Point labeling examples
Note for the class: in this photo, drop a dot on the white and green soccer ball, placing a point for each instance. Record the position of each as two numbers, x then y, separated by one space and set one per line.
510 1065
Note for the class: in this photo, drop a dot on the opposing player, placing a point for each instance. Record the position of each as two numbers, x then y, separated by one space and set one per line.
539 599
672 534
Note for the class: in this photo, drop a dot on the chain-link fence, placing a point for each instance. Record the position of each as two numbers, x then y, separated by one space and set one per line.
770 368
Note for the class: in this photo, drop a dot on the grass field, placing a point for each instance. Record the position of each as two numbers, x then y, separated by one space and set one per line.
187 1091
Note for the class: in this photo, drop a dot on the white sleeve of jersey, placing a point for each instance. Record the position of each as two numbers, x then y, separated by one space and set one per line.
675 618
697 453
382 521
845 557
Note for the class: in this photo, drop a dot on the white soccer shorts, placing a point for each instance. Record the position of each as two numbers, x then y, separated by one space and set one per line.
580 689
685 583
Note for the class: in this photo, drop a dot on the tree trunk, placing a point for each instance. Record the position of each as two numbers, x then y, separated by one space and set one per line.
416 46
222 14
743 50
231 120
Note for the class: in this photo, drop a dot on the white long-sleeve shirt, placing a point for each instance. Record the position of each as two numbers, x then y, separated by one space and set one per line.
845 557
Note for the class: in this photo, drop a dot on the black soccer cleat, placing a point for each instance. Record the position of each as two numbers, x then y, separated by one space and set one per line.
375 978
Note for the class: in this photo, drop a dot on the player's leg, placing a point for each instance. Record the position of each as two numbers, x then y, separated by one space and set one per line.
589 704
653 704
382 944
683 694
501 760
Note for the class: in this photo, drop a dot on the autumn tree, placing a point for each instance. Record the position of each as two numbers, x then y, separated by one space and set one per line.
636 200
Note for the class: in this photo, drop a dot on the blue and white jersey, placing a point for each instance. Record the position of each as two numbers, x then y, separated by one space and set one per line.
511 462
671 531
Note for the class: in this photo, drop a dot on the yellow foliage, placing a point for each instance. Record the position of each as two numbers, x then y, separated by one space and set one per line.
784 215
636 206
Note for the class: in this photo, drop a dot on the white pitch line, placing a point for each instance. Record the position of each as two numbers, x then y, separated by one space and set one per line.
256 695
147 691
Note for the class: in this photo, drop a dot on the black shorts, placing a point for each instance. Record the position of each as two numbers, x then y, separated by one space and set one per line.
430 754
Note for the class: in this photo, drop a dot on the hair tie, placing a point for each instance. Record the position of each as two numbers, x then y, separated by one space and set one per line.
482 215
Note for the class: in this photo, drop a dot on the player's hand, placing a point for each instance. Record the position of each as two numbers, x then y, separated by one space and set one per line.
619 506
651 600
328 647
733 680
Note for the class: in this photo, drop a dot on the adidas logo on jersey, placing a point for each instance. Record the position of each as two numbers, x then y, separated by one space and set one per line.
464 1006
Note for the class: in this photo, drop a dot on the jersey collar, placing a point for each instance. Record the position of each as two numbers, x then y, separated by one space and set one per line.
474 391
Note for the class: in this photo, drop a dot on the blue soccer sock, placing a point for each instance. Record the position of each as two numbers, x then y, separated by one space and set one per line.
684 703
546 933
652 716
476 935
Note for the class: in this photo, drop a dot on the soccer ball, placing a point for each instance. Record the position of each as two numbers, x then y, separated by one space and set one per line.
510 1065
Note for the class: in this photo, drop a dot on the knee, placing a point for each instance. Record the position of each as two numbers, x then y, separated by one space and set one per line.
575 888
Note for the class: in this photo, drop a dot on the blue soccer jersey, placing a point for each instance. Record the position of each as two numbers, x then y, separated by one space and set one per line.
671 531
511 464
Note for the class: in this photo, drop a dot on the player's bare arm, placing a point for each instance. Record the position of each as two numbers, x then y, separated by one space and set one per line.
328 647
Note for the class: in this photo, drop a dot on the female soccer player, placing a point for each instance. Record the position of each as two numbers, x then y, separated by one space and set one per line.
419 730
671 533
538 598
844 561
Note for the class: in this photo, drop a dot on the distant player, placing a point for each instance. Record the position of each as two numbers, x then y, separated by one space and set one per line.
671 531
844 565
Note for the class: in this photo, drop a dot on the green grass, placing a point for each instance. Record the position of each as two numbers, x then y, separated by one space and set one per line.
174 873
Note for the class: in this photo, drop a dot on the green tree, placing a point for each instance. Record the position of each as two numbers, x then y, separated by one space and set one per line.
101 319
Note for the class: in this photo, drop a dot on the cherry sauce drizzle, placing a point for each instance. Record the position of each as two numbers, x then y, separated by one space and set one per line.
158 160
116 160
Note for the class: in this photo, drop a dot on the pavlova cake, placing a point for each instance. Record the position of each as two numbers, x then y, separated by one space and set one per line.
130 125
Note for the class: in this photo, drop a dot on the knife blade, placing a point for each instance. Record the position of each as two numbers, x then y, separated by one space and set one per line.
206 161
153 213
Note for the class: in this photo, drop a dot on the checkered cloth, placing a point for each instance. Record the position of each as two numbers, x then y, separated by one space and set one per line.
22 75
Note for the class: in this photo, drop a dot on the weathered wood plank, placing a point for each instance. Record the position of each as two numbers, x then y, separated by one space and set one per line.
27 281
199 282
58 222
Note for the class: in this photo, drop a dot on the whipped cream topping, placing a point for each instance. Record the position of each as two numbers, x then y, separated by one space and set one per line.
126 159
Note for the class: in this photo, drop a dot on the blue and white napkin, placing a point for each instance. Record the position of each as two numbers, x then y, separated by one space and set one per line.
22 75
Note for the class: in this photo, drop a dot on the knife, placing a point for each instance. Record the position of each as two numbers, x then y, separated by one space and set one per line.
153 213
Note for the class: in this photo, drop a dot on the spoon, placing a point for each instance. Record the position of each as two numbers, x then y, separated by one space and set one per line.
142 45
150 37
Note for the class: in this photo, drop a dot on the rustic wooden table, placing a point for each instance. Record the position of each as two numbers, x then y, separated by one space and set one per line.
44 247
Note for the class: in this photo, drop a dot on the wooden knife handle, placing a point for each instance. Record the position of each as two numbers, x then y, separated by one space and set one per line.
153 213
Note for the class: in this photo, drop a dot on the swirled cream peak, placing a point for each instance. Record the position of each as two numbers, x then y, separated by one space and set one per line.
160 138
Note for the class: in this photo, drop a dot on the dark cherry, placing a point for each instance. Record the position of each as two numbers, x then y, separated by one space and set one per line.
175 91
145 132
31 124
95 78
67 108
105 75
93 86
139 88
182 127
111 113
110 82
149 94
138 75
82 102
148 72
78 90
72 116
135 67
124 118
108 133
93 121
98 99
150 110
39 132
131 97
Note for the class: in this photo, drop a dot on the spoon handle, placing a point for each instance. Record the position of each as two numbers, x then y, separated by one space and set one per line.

Goal → Repeat all of the records above exactly as they appear.

Expected answer →
Note for the class: in this photo, drop a dot on the white and green soccer ball, placing a point for each instance. Record the position of each as two numbers, x then y, separated by one space and set one per line.
510 1065
Note for the class: in this photo, drop a dot on the opposing player, placing a point for each instance. Record the position of each as two numbers, x then y, separated by one space and set one per line.
539 599
672 534
Note for the class: in this photo, drop a dot on the chain-link fence, placing a point for each instance. Record the position of each as two numbers, x then y, separated by one space and set one per line.
770 368
Note for the class: in this photo, drop a dot on the grass field, placing a point for each instance. Record the position of each as two numbers, x then y, separated by one space and set one per line.
187 1091
Note for the class: in this photo, drop a dot on the white sleeve of jersey, placing a point for each instance. Record the position of each as two numbers, x then y, separated by one space and set one per line.
675 618
697 453
382 521
845 557
Note for the class: in this photo, drop a dot on the white soccer shorts, placing a point for each instance. Record the position of each as two numbers, x then y, separated by one space and set one per line.
580 689
685 583
Note for the class: in this photo, drop a dot on the tree trunk, placing a point for each instance. Record the position of each as two numbers, x then y, separated by one space and set one per line.
416 46
222 14
743 50
231 120
Note for the class: in this photo, drop a dot on the white long-sleeve shirt, placing a point for each instance. Record the position of each as two numbers, x then y, separated by one space and set one per line.
845 557
Note for the class: in this photo, drop a dot on the black soccer cleat, placing a point for each instance. Record the position of each as two numbers, x then y, separated by one space and set one per line.
375 978
Note for the class: in this photo, drop a dot on the player's leg, placing a point for each instance. Record the position of each as two numbers, x then y, separated by one space and set one per line.
589 704
653 704
382 944
683 694
501 760
Note for the class: in this photo, drop a dot on the autumn tree, placing a point for each instance. Record the position of each as two numbers, x then y, separated by one space and set one per line.
636 200
Note for the class: in this photo, drop a dot on the blue and white jersey, placing a point for each instance. Record the position of each as two numbers, x then y, separated by one space and set one per line.
511 462
671 531
Note for the class: in this photo, drop a dot on the yellow foliage, placing a point for each instance. Record the position of each as two numbers, x then y, separated by one space and set one per line.
784 215
636 206
Note for the class: in this photo, drop a dot on the white pitch line, placing a point for each instance. Record the position of each as two numbers, x then y, separated by one space and set one per line.
256 695
147 691
Note for the class: in this photo, drop a dot on the black shorts, placing a point for each instance. Record the position of each as two numbers, x then y, separated by one space and set one per line.
430 754
Note for the class: in this photo, drop a dot on the hair tie, placing a point for each instance. Record the position of each as two numbers, x then y, separated by one space and set one per line.
482 215
Note for the class: in this photo, drop a dot on the player's hand, placing a point for each instance. Record the position of each as two numbers, x then y, separated by one space and set one per line.
619 506
651 600
328 647
733 680
Note for the class: in this photo, drop a dot on the adidas logo on jersey, placing a point for each instance. Record the position of each as two numbers, x then y, separated by one space and set one per line.
464 1006
Note for the class: in this photo, drop a dot on the jersey collar, placing a point for each instance. Record the position of each as two numbers, x then y, separated by one space and set one per line.
474 391
Note for the class: in this photo, drop a dot on the blue soccer sock, placing a point for each instance. Record the position of each as two numbers, x then y, separated by one space and set one per line.
684 703
546 933
652 716
476 935
Note for the class: in this photo, drop a dot on the soccer ball, placing a point for each instance. Record the position of each as two numbers, x then y, separated by one space and set one per line.
510 1065
Note for the class: in this photo, drop a dot on the knee, placing a point for each instance. Record the position of each as two numbers, x then y, separated by one space and set one per line.
575 888
Note for the class: in this photo, drop a dot on the blue soccer jersey, placing a point for each instance. Record the position of each as two numbers, x then y, separated by one space and set one per line.
671 531
511 464
Note for the class: in this photo, drop a dot on the player's bare arm, placing a point for each instance. Record the position of each as two numbers, x then y, separated by one space and set one per line.
328 647
Note for the class: in this photo, drop a dot on the female soccer player, placing a point for each instance. Record the position of each as two numbers, x then y, separated by one space and set one per line.
419 730
671 533
538 598
844 561
Note for the class: in this photo, drop a dot on the distant player, placing a point for each instance. Record the position of each as two numbers, x then y, separated by one space and set one per line.
671 531
844 565
Note for the class: in this photo, drop a dot on the green grass, placing a point for each instance. Record the position of each as two numbers, x then y, separated by one space and set one per line.
174 873
Note for the class: in this photo, drop a dot on the green tree, placing a point for each instance. Record the position of each as two numbers, x then y, separated by one space and set one per line.
101 319
Note for the class: in this photo, drop a dot on the cherry sauce drizzle, placing a point for each instance. Record the position of each as two numbers, x then y, separated by one space and set one per line.
158 160
116 160
Note for the class: in this photo, drop a dot on the pavlova cake, placing a point for each instance. Record the position of each as two numbers, x then y, separated by one space and set one per line.
130 125
Note for the class: in this photo, drop a dot on the knife blade, placing a point for each instance. Record the position of each as two numbers, x then y, separated by one space and set one per line.
206 161
153 213
Note for the class: in this photo, drop a dot on the checkered cloth, placing a point for each instance. Record the position of each as two numbers, x then y, separated by one space and set one per line.
22 75
Note for the class: in this photo, drop a dot on the weathered wood plank, placing a point for each instance. Record the position of each as two numbers, x then y, separated by one space and set one per line.
27 281
199 282
58 222
Note for the class: in this photo, drop a dot on the whipped cream topping, placing a point for each instance. Record the position of each as two numbers, x then y, separated by one space and set one per line.
126 159
Note for the class: in this photo, drop a dot on the blue and white napkin, placing a point for each instance. Record the position of each as two numbers, x then y, separated by one space and set one per line.
22 75
Note for the class: in this photo, drop a dot on the knife, placing a point for each instance. Record the position of each as two numbers, x then y, separated by one space and set one per line.
153 213
Note for the class: in this photo, drop a dot on the spoon, placing a point for each instance. Record the position of each as two numbers, x then y, separated by one space and set one per line.
142 45
150 37
Note for the class: in this photo, drop a dot on the rustic wooden table, placing a point for each instance. Record the position of each as two numbers, x then y, separated by one space and set one per line.
44 247
Note for the class: in this photo, drop a dot on the wooden knife handle, placing a point for each instance. Record the position of each as two numbers, x then y, separated by one space and set one per line.
153 213
Note for the class: in this photo, drop a dot on the swirled cream peak, placing a point for each instance. Record the position of each as two numbers, x then y, separated by one space and set one per line.
160 138
Note for the class: in this photo, drop a dot on the dark cherry, placing a point for each instance. Record the position of each as two numbers, x then y, separated by one space and set one per line.
175 91
145 132
31 124
95 78
67 108
105 75
93 86
139 88
182 127
111 113
110 82
149 94
138 75
82 102
148 72
78 90
72 116
135 67
124 118
108 133
93 121
98 99
150 110
39 132
131 97
Note for the class: in this photo, drop a dot on the spoon handle, placing a point for each instance. Record the position of each as two numbers, x then y, separated by one space and set one per line.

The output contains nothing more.